> Given task 1: Extract the passage of the Perl locale thread starting at "I am not that" and ending at "not a digit?".
> Given task 2: In the Perl locale thread, which call is described as supposed to switch to German-formatted numerals?
> Given task 3: Continue the Perl locale thread, not the items, from the point where it stops.

> Source:
───

Question about language setting

Discussion in 'Perl Misc' started by Dave Saville, Dec 23, 2013.

  1. Dave Saville

    Dave Saville Guest

    Hi Ben
    Well it was actually setting LC_MONETARY due to the locale.h mistake.
    I am not that surprised. An app would need to be a) complied with the
    faulty libc, b) run in a locale where the separator was not a period
    and c) actually try and change LC_NUMERIC/LC_MONETARY - Very low
    probability I would say. With respect, I would say that treating a
    version number as anything other than a string was not a very good
    idea. A quick split on not a digit?
     
    Dave Saville, Dec 31, 2013
    #21
    1. Advertisements

  2. Neither had I[*]. But

    setlocale(LC_NUMERIC, "de_DE");

    is supposed to switch to 'Germanly formatted numerals' (with apologies
    to people who care about grammer :) and if it can't because the
    necessary information is not available, it didn't work as it was
    supposed to.

───

> Supplied entries:
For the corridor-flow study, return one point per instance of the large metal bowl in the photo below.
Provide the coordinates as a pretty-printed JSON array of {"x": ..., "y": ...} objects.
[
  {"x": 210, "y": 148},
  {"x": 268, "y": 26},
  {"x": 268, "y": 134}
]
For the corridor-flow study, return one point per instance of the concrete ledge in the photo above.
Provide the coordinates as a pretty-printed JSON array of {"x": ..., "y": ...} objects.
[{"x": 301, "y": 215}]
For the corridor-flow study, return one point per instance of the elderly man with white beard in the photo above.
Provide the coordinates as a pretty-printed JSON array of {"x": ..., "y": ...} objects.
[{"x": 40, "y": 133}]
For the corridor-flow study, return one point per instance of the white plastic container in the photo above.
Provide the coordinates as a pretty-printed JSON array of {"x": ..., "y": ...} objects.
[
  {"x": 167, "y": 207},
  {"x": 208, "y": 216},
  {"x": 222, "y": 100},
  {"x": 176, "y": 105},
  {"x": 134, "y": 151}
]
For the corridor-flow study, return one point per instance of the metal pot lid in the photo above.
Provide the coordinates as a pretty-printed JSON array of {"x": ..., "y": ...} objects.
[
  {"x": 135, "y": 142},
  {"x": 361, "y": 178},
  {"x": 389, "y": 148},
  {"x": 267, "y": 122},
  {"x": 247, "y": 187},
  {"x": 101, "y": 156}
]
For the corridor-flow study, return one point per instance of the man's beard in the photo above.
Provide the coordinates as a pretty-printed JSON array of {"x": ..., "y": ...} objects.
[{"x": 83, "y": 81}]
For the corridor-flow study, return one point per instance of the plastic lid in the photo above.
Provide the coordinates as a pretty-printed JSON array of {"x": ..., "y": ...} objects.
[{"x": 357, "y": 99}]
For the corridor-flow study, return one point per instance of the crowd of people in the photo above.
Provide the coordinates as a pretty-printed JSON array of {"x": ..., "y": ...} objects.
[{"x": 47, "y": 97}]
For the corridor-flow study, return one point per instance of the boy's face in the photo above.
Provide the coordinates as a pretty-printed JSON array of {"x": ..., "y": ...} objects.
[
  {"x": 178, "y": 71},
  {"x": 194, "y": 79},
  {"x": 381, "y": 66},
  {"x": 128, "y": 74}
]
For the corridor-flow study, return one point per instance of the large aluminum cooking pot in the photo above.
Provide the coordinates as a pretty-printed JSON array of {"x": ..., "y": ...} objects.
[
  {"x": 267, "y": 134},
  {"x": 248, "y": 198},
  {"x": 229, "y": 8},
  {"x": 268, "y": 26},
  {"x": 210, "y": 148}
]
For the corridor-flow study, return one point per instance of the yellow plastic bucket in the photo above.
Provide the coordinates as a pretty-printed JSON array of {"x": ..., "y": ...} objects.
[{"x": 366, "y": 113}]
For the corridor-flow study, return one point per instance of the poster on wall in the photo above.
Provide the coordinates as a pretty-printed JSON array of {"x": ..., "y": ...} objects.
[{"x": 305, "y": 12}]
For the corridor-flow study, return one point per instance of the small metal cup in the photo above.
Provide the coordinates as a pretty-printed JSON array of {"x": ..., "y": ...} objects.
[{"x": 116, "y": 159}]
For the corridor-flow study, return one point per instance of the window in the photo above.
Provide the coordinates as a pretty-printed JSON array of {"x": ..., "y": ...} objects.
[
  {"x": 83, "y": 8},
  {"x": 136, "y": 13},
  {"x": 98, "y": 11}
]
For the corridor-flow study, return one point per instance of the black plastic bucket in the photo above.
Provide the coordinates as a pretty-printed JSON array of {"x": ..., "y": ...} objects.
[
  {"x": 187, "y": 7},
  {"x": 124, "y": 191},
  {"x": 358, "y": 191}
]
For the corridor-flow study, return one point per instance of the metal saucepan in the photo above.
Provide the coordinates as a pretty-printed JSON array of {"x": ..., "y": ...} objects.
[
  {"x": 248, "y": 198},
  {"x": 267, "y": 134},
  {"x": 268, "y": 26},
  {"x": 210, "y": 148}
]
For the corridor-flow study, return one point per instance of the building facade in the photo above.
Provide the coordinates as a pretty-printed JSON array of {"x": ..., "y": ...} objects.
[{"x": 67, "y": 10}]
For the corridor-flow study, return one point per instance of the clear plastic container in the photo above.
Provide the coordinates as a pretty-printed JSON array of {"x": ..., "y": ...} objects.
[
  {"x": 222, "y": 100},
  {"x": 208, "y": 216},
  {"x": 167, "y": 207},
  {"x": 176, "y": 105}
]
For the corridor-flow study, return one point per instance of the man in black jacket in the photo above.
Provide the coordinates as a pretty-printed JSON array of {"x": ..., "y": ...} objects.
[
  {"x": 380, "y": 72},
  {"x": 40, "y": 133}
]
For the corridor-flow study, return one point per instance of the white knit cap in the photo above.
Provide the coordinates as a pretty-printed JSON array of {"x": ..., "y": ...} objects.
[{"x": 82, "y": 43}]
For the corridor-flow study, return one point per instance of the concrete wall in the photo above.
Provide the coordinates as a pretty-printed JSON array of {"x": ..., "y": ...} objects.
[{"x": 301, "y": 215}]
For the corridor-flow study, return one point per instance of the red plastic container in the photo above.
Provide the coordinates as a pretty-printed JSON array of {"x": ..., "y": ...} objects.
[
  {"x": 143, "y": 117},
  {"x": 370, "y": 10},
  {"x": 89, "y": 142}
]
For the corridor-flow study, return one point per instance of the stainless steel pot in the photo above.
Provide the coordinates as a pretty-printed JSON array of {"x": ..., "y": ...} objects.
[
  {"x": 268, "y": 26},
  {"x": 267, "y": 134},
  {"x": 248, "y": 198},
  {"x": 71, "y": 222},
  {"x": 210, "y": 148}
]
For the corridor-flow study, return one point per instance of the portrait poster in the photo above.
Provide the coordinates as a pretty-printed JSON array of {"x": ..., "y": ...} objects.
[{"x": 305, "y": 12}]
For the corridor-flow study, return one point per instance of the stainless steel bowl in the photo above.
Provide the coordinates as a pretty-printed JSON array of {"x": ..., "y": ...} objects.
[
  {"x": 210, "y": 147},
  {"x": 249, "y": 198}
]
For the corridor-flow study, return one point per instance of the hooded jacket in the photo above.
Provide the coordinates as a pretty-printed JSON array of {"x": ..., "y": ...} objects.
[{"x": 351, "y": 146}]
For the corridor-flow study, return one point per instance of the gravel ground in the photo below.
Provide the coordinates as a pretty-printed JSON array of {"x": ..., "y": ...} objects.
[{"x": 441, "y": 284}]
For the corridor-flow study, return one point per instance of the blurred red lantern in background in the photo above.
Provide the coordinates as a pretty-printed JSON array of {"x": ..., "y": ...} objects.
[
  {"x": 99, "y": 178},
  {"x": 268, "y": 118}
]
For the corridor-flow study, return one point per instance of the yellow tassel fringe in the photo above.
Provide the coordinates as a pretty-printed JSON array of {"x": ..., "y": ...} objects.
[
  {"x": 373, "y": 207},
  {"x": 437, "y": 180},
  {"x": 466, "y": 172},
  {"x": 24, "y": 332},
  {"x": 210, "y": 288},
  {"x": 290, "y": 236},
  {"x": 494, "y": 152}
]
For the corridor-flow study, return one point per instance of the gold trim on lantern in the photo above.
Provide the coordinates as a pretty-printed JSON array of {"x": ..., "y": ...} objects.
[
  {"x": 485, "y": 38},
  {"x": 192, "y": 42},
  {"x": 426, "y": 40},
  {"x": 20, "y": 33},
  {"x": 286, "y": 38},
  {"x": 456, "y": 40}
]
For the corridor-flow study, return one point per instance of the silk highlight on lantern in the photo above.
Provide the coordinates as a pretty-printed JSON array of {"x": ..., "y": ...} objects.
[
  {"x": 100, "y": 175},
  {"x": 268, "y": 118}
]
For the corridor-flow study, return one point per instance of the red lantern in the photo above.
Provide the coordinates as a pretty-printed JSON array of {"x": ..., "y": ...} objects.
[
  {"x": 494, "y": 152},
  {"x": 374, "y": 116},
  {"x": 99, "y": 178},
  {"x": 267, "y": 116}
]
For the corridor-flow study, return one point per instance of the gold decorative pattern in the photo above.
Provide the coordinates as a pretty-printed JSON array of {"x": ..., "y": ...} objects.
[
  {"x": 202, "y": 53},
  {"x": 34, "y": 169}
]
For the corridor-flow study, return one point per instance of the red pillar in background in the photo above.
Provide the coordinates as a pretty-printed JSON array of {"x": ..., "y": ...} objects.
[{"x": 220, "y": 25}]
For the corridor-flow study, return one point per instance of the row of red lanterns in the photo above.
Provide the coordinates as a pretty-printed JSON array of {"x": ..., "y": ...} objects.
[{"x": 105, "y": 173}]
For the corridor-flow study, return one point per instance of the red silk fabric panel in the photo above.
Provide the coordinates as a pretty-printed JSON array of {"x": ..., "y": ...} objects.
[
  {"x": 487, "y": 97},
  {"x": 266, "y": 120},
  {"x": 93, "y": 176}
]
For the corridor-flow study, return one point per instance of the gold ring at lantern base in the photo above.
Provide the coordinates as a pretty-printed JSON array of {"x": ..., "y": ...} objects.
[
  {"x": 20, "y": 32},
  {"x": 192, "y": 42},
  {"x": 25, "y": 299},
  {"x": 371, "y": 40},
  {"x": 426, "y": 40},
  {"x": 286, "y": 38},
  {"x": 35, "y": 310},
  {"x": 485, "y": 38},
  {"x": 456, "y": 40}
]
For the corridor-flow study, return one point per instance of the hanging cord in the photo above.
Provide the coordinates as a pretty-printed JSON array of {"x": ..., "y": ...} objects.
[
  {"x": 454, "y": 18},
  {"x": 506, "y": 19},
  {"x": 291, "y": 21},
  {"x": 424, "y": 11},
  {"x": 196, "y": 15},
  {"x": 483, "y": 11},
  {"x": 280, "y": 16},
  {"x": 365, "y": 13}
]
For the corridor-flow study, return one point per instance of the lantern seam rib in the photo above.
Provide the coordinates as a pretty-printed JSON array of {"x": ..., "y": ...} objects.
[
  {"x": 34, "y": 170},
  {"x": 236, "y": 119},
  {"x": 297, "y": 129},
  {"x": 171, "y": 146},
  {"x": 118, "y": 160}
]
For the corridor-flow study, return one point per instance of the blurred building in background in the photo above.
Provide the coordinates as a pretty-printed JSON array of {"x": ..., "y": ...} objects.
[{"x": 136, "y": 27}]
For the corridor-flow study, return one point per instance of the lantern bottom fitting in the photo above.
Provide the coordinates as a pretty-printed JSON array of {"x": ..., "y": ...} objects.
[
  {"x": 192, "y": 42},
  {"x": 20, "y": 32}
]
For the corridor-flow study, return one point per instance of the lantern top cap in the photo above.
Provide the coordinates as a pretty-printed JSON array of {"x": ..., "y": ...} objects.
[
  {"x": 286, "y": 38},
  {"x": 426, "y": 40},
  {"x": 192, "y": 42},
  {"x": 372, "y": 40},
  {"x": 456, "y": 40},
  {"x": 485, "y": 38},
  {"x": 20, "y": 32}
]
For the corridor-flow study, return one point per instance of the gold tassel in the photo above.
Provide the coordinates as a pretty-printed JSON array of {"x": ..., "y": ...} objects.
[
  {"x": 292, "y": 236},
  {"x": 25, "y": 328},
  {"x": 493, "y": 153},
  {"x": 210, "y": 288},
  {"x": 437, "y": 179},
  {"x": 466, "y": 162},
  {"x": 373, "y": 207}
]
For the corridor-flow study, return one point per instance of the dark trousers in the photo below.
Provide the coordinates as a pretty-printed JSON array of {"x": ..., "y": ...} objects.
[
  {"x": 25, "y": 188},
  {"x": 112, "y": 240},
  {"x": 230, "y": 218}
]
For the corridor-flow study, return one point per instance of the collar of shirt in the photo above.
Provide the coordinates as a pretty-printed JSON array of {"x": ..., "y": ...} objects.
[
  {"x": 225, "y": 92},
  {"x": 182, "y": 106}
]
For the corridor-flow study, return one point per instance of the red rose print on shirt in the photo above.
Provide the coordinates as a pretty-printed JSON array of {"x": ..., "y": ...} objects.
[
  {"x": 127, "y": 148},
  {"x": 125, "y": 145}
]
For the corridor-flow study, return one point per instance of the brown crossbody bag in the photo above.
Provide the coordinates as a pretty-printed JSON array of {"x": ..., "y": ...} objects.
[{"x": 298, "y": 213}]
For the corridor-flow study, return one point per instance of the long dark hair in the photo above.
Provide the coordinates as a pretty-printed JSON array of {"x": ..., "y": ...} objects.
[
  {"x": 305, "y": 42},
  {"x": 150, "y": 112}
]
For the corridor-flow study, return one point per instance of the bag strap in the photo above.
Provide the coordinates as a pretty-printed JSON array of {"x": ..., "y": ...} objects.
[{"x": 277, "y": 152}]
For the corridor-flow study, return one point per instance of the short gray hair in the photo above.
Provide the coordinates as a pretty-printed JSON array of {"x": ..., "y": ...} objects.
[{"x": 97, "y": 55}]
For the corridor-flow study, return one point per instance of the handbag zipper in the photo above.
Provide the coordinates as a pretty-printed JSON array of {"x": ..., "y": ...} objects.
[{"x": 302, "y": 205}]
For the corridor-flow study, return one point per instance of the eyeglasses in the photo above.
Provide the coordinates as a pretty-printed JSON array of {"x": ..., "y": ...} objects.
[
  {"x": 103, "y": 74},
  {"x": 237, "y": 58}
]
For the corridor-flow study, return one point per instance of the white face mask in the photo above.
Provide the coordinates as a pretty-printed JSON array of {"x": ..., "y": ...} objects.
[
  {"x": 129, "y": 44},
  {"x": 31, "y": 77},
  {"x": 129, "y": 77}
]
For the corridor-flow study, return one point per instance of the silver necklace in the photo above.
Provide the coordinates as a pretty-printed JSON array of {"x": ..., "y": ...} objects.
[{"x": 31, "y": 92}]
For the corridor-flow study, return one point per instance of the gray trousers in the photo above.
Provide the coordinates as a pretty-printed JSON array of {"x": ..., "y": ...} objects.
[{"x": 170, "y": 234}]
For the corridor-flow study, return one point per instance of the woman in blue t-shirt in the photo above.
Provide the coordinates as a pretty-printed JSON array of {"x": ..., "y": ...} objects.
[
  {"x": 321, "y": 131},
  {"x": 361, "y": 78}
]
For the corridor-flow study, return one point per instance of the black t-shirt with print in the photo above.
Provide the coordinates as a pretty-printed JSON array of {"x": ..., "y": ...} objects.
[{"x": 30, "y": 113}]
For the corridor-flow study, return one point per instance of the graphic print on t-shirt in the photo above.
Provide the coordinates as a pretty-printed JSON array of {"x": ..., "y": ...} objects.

───

> Answer 1:
I am not that surprised. An app would need to be a) complied with the
    faulty libc, b) run in a locale where the separator was not a period
    and c) actually try and change LC_NUMERIC/LC_MONETARY - Very low
    probability I would say. With respect, I would say that treating a
    version number as anything other than a string was not a very good
    idea. A quick split on not a digit?

> Answer 2: setlocale(LC_NUMERIC, "de_DE");

> Answer 3:
    [*] After a short and happy intermezzo in 1998/99, I've grudgingly come
    to accept that there are two kinds of people on this planet:

    - those who write using Letters which is exactly everything
    available on a US-QERTY keyboard

    - weird aborigines painting bizarre ideograms they attach some
    uninteresting meaning to we have to reproduce on computer
    displays to avoid alienating potential customers

    and have henceforth dutifully restricted myself to ASCII in writing.
     
    Rainer Weikusat, Jan 1, 2014
    #22
    1. Advertisements

  3. Neither had I[*]. But

    setlocale(LC_NUMERIC, "de_DE");

    is supposed to switch to 'Germanly formatted numerals' (with apologies
    to people who care about grammer :) and if it can't because the
    necessary information is not available, it didn't work as it was
    supposed to.

    [*] After a short and happy intermezzo in 1998/99, I've grudgingly come
    to accept that there are two kinds of people on this planet:

    - those who write using Letters which is exactly everything
    available on a US-QWERTY keyboard

    - weird aborigines painting bizarre ideograms they attach some
    uninteresting meaning to we have to reproduce on computer
    displays to avoid alienating potential customers

    and have henceforth dutifully restricted myself to ASCII in writing.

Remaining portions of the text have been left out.